* _Do this_:
Copy every one of the rows below word for word, keeping each line in its original order.

* _Data listing_:
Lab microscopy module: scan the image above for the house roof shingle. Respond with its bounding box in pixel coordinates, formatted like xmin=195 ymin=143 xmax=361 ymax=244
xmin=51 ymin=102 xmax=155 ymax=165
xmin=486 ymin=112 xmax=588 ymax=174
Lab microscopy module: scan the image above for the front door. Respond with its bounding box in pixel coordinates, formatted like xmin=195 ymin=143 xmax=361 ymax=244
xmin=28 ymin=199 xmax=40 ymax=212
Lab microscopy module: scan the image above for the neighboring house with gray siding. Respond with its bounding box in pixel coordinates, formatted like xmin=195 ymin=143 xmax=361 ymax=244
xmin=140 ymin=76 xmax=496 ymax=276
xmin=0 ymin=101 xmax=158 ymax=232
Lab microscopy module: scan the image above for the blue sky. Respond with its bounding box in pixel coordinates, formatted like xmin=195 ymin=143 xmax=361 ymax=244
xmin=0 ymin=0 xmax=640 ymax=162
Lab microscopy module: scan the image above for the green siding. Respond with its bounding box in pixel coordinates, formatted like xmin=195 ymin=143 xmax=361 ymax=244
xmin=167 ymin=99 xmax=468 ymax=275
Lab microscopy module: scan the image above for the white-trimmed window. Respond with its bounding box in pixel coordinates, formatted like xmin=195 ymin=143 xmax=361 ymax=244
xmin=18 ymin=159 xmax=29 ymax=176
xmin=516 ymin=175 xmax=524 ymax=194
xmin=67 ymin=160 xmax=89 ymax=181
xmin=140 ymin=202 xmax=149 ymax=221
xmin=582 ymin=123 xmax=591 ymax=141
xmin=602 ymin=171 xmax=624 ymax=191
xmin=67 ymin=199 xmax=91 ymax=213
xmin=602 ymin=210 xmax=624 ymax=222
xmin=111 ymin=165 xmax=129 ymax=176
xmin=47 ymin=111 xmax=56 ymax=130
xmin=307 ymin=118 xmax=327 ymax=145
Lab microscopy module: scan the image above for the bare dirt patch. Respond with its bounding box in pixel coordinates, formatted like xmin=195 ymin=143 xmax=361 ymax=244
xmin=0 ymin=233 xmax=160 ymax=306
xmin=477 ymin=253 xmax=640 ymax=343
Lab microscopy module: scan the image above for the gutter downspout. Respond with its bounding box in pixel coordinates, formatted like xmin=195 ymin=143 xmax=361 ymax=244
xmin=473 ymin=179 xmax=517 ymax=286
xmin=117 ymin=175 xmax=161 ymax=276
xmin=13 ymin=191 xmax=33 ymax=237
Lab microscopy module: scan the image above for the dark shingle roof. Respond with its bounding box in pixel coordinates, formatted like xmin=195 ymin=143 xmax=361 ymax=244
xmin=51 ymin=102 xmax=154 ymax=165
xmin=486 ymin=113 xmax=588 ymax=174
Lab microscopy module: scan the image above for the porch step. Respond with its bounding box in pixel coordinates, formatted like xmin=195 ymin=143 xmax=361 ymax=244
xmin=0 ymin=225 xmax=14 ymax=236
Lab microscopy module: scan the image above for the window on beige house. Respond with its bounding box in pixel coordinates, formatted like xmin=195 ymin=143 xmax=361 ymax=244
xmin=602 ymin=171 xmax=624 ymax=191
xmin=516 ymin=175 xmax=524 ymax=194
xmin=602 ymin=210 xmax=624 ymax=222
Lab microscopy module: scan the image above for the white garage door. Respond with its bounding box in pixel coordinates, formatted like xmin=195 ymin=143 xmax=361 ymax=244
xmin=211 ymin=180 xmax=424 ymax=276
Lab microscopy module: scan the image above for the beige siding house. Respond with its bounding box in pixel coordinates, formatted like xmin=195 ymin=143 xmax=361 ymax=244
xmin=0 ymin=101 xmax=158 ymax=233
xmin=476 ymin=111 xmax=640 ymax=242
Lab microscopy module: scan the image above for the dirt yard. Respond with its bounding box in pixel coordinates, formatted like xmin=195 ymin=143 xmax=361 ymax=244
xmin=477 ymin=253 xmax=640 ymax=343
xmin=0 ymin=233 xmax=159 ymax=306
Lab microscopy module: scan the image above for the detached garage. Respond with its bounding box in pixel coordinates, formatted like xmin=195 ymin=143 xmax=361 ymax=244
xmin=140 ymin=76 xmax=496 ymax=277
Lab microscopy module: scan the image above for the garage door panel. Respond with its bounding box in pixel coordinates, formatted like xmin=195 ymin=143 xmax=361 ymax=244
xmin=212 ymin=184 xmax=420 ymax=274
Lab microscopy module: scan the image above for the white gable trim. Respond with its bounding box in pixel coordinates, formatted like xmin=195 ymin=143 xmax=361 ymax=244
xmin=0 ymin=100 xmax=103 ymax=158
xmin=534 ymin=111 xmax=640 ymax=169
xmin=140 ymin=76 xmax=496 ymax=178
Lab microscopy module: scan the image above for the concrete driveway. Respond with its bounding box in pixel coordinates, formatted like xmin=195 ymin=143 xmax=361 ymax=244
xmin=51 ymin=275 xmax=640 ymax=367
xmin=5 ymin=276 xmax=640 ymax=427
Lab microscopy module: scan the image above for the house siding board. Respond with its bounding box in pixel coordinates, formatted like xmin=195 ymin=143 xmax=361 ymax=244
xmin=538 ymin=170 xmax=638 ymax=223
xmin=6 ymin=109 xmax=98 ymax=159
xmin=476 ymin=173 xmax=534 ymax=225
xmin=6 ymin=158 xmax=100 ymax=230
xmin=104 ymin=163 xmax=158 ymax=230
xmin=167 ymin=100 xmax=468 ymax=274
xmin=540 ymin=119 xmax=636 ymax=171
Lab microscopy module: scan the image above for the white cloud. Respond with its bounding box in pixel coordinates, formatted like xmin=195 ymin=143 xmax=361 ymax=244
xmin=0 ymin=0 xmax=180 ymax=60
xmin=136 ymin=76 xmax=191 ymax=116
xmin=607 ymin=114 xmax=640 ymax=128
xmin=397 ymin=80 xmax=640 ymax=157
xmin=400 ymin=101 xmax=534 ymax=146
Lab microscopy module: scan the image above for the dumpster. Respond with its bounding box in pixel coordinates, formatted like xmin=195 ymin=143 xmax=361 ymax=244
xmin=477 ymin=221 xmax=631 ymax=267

* _The response_:
Lab microscopy module: scan the image above for the house roof shingle. Respond with its bounding box in pixel coordinates, formatted like xmin=195 ymin=143 xmax=361 ymax=244
xmin=51 ymin=102 xmax=155 ymax=165
xmin=486 ymin=112 xmax=588 ymax=174
Lab microscopy module: scan the image above for the front door. Respond with its bounding box in pixel coordinates, formatted like xmin=195 ymin=143 xmax=361 ymax=244
xmin=28 ymin=199 xmax=40 ymax=212
Lab microscopy module: scan the image above for the neighboring house with gray siding. Respond with its bounding box in pixel coordinates, formatted like xmin=195 ymin=143 xmax=361 ymax=244
xmin=140 ymin=76 xmax=496 ymax=276
xmin=0 ymin=101 xmax=158 ymax=232
Lab microscopy module: scan the image above for the blue sky. Respond with its bounding box in pixel coordinates, formatted like xmin=195 ymin=143 xmax=361 ymax=244
xmin=0 ymin=0 xmax=640 ymax=162
Lab microscopy module: scan the image above for the green siding. Respond with its bounding box in pixel coordinates, formatted like xmin=195 ymin=143 xmax=361 ymax=244
xmin=167 ymin=99 xmax=468 ymax=275
Lab microscopy module: scan the image above for the white-trimmed window. Respond with its bounding box in pixel coordinates, formatted like xmin=195 ymin=143 xmax=361 ymax=244
xmin=18 ymin=159 xmax=29 ymax=176
xmin=516 ymin=175 xmax=524 ymax=194
xmin=67 ymin=160 xmax=89 ymax=181
xmin=140 ymin=202 xmax=149 ymax=221
xmin=582 ymin=123 xmax=591 ymax=141
xmin=602 ymin=171 xmax=624 ymax=191
xmin=67 ymin=199 xmax=91 ymax=213
xmin=602 ymin=210 xmax=624 ymax=222
xmin=111 ymin=165 xmax=129 ymax=176
xmin=47 ymin=111 xmax=56 ymax=130
xmin=307 ymin=118 xmax=327 ymax=145
Lab microscopy module: scan the image above for the bare dirt patch. Respond with its bounding box in pixel coordinates, formatted like xmin=195 ymin=143 xmax=361 ymax=244
xmin=0 ymin=233 xmax=160 ymax=306
xmin=477 ymin=253 xmax=640 ymax=343
Lab microscopy module: scan the image above for the gutter downspout. Respond with its bounding box in pixel coordinates, formatted like xmin=195 ymin=143 xmax=361 ymax=244
xmin=473 ymin=179 xmax=517 ymax=286
xmin=117 ymin=175 xmax=161 ymax=276
xmin=13 ymin=191 xmax=33 ymax=237
Lab microscopy module: scan the image above for the dark shingle roof. Respond with its bounding box in pixel coordinates, formatted like xmin=195 ymin=143 xmax=361 ymax=244
xmin=51 ymin=102 xmax=154 ymax=165
xmin=486 ymin=113 xmax=588 ymax=174
Lab microscopy module: scan the image above for the porch step. Respond with its bounding box in pixel coordinates, formatted like xmin=195 ymin=143 xmax=361 ymax=244
xmin=0 ymin=225 xmax=14 ymax=236
Lab microscopy module: scan the image above for the window on beige house. Respond with its bounding box in pixel coordinates, formatted like xmin=195 ymin=143 xmax=361 ymax=244
xmin=602 ymin=171 xmax=624 ymax=191
xmin=516 ymin=175 xmax=524 ymax=194
xmin=602 ymin=210 xmax=624 ymax=222
Lab microscopy module: scan the image above for the white garage door. Respond with its bounding box in pixel coordinates, formatted like xmin=195 ymin=143 xmax=361 ymax=244
xmin=211 ymin=180 xmax=424 ymax=276
Lab microscopy module: scan the image above for the beige siding house. Respond with its bounding box in pixel coordinates, formatted like xmin=195 ymin=143 xmax=361 ymax=244
xmin=0 ymin=101 xmax=158 ymax=233
xmin=476 ymin=111 xmax=640 ymax=242
Lab microscopy module: scan the image above for the dirt yard. Respond with its bounding box in pixel coordinates, formatted like xmin=195 ymin=143 xmax=361 ymax=244
xmin=477 ymin=253 xmax=640 ymax=343
xmin=0 ymin=233 xmax=159 ymax=306
Lab microscopy module: scan the image above for the detached garage. Respond with its bounding box in pixel coordinates, formatted like xmin=195 ymin=143 xmax=361 ymax=244
xmin=140 ymin=76 xmax=496 ymax=277
Lab microscopy module: scan the image above for the garage door panel. Respond with its bounding box in pixel coordinates, formatted like xmin=195 ymin=143 xmax=361 ymax=244
xmin=212 ymin=184 xmax=420 ymax=274
Lab microscopy module: scan the image above for the white gable trim. Respond with its bounding box in pixel coordinates, formatted like xmin=195 ymin=143 xmax=361 ymax=244
xmin=0 ymin=100 xmax=103 ymax=158
xmin=534 ymin=111 xmax=640 ymax=169
xmin=140 ymin=76 xmax=496 ymax=178
Lab microscopy module: scan the image above for the concrete driveway. Respond with its bounding box in pixel coordinates, formatted like xmin=195 ymin=143 xmax=361 ymax=244
xmin=51 ymin=275 xmax=640 ymax=367
xmin=5 ymin=276 xmax=640 ymax=427
Lab microscopy module: scan the image above for the house siding board. Respond with its bounding box in pixel coordinates, formatted like xmin=195 ymin=143 xmax=361 ymax=244
xmin=538 ymin=170 xmax=638 ymax=223
xmin=6 ymin=109 xmax=98 ymax=159
xmin=476 ymin=173 xmax=534 ymax=225
xmin=6 ymin=158 xmax=100 ymax=230
xmin=104 ymin=163 xmax=158 ymax=230
xmin=167 ymin=100 xmax=468 ymax=274
xmin=540 ymin=119 xmax=636 ymax=171
Lab microscopy module: scan the image above for the white cloud. Respond with its bounding box in pixel coordinates, formatted like xmin=195 ymin=143 xmax=361 ymax=244
xmin=0 ymin=0 xmax=180 ymax=60
xmin=136 ymin=76 xmax=191 ymax=116
xmin=607 ymin=114 xmax=640 ymax=128
xmin=397 ymin=80 xmax=640 ymax=157
xmin=400 ymin=101 xmax=534 ymax=146
Lab microscopy module: scan the image above for the dumpster. Respond with its bounding box in pixel coordinates, formatted like xmin=195 ymin=143 xmax=361 ymax=244
xmin=477 ymin=221 xmax=631 ymax=267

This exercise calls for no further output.